◆ **Exercise aim**:
Without the pictures, reproduce the records that follow exactly.

◆ **Information provided**:
=== Section Start ===
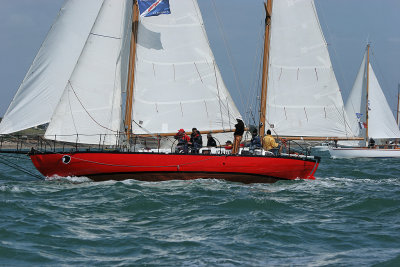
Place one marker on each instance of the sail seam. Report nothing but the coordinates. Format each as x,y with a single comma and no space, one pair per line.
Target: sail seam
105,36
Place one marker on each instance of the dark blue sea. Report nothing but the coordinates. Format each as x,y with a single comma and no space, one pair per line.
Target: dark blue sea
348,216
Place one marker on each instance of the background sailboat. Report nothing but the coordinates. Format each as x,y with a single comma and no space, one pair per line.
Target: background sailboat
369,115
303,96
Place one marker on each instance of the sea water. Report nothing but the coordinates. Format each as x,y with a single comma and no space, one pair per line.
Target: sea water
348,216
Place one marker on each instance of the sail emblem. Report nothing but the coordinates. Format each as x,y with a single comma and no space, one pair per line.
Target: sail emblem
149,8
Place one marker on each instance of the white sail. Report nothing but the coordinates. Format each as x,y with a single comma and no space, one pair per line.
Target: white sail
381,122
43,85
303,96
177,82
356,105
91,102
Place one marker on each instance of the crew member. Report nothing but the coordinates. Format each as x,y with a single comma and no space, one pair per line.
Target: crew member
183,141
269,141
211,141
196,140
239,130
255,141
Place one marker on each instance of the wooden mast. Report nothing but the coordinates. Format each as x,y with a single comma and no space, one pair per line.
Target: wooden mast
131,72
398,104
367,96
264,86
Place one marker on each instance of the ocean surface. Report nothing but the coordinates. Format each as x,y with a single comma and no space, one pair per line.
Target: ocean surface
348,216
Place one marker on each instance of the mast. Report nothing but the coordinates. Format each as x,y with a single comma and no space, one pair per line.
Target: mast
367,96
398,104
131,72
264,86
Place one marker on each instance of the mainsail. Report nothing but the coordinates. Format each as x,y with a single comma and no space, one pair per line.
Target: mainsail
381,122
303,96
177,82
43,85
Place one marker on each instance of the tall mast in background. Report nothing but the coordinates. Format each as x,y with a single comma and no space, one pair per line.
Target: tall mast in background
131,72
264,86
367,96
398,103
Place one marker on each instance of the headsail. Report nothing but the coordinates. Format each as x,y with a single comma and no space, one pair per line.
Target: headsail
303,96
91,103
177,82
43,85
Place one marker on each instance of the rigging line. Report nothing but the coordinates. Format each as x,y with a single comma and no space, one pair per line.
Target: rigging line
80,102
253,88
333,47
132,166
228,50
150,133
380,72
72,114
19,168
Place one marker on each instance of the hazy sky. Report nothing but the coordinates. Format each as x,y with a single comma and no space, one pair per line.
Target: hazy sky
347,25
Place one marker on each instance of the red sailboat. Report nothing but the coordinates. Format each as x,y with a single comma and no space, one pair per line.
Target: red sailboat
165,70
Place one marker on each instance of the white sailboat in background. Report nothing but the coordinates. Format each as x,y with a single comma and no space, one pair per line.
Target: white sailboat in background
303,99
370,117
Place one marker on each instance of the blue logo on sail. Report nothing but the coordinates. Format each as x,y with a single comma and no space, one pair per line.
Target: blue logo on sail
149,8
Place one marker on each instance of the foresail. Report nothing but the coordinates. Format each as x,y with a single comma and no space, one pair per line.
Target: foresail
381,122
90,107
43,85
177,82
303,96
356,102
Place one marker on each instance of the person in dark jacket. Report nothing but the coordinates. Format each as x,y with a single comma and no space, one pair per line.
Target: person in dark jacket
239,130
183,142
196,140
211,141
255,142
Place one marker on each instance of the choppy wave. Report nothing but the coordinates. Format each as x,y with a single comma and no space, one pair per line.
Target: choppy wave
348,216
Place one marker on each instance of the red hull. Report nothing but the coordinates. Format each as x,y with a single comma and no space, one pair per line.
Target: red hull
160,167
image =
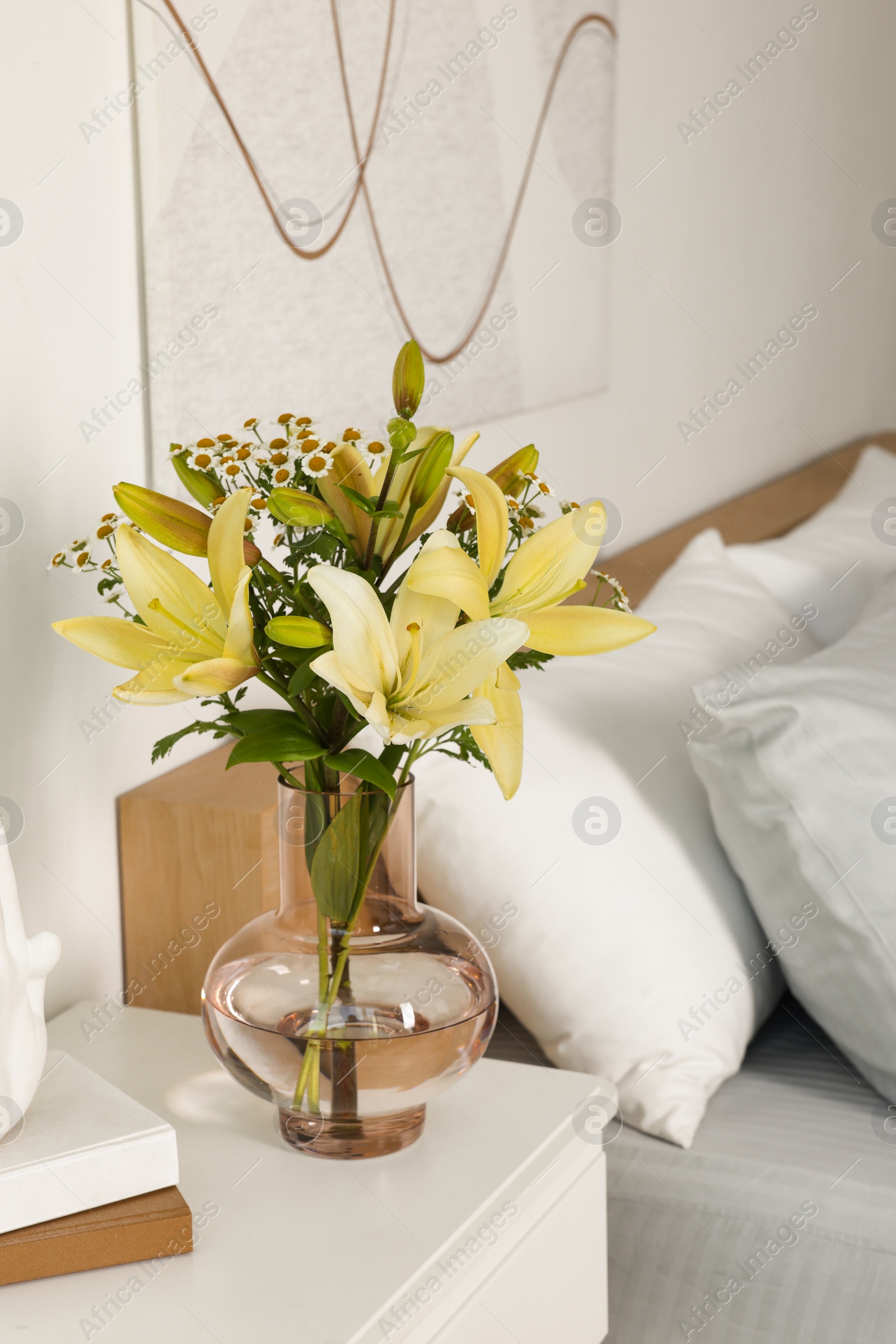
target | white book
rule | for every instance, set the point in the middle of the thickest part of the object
=== Section End ===
◆ **Problem solution**:
Place one marker on each instance of the sail seam. Report nothing but the coordinates. Format each as x,y with a single comma and no space, one pair per line.
Target: sail seam
105,36
Place one marker on each instance of the dark blue sea. Report nothing but the coordinates. Format each as x,y with a single comma and no space, one pair per line.
Target: dark blue sea
348,216
Place one marker on each instance of the background sailboat. Report nothing but the coordinates. Format each as x,y with a single comma and no space, one pair per line.
Target: background sailboat
369,115
303,96
Place one marker on each instance of the sea water. Report nothing but the coordinates. Format each as x,y with a single comma and no space, one pair per line.
Target: sea water
348,216
Place one marker on each instance of the sail emblem. Report nothing but the coordinates. Format each as x,y with a single comma and no space, one pair per line.
Target: sail emblem
149,8
Place one marker on each instance of the white sail. Report nothing but the coordinates. Format each as x,y with a single comma and no space, one pair per line.
Target: white sail
381,122
43,85
303,96
177,82
356,105
91,102
Place one marker on each instance of the crew member. Report nothing but the coordinates. Format each as x,y with a single comma and no space, one pair per line.
Target: crew member
183,141
269,141
211,141
196,140
239,130
255,141
Place one marker on each instance of the wooden mast. Report nothing but the coordinates. Format each as x,y with a single comma and no space, one pair per line.
Target: wooden mast
131,72
398,104
367,96
264,86
Place one marker on each instance of the ocean surface. Report nothing but the coordinates. Format each as x,y with a single comma and no space, one pair per line.
Target: ocean surface
348,216
Place one marker on each instance of the mast. Report nothing but the coordinates. Format each as x,y with a single comma and no space, one pair per line.
Target: mast
367,96
398,104
131,72
264,86
Place one marker on each instance of the mainsail. Report nothing but the coordinates. Format each as x,y with a single comma and no space, one pair per line.
Target: mainsail
381,122
303,96
177,82
43,85
Place one marker on each instance of the tall mast in background. Report nothing but the coordinates. Format each as x,y with a single comma and no space, one pair per line.
Target: tall mast in background
131,72
264,86
367,96
398,103
Place one marker on each instance of the headsail. Report nothing but the coordinates. Format each as x,y with a single comma and no space, one pair per line.
Target: headsail
303,96
91,103
177,82
43,85
Place one marker on each instance of the rigging line. Report nothing but the coordinates. Format each as x,y with a single comma and no space, one pair per line.
Target: rigging line
80,102
253,88
333,47
132,166
228,50
150,133
380,72
72,114
19,168
Place one marker on each instance of the hazy sky. Report nothing but the coordinates. Format each as x,y with a single comma and no space, one pair per line.
Target: hazy sky
347,25
Place one marker on each instance of the red sailboat. Report nothing but the coordinates. Format each as x,y with a single comma and no space, one pair per line.
Target: red sailboat
165,70
Place one marker on each instance of the white sailboat in background. Report nothing but the coordinates. Format each as x,y with a single comma and no space, one pair per line.
Target: white sailboat in background
303,99
370,117
Place one marker on each instance of the blue logo on sail. Report nothing but the coordinates. Format each as x,y with a single comma and no space, one pair per line.
Target: blue logo on sail
149,8
Place one marker on each instance of the foresail. Report nothing but the coordinates. Format each as x,y with a single comma and no space, one pair per line.
Target: foresail
381,122
90,107
43,85
177,82
303,96
356,102
Place one marker on each instance of the person in dark jacket. Report nothing but the coordinates. Format each as x,y with a single comma and no space, one pair per line.
Target: person in dark jacket
239,130
183,142
196,140
211,141
255,142
Place one marker on each instance of the choppy wave. Report nothing but the coordinates. Format each as x,y with a single comma and no space, one pair per line.
Target: choppy wave
348,216
Place one marker on each instance of the red hull. Report nothing but the coordinates. Format each as x,y with a single comma and no space, one pair per line.
Target: red hull
160,167
image =
target | white book
rule | for every instance, set the point in the middle of the thickest part of the object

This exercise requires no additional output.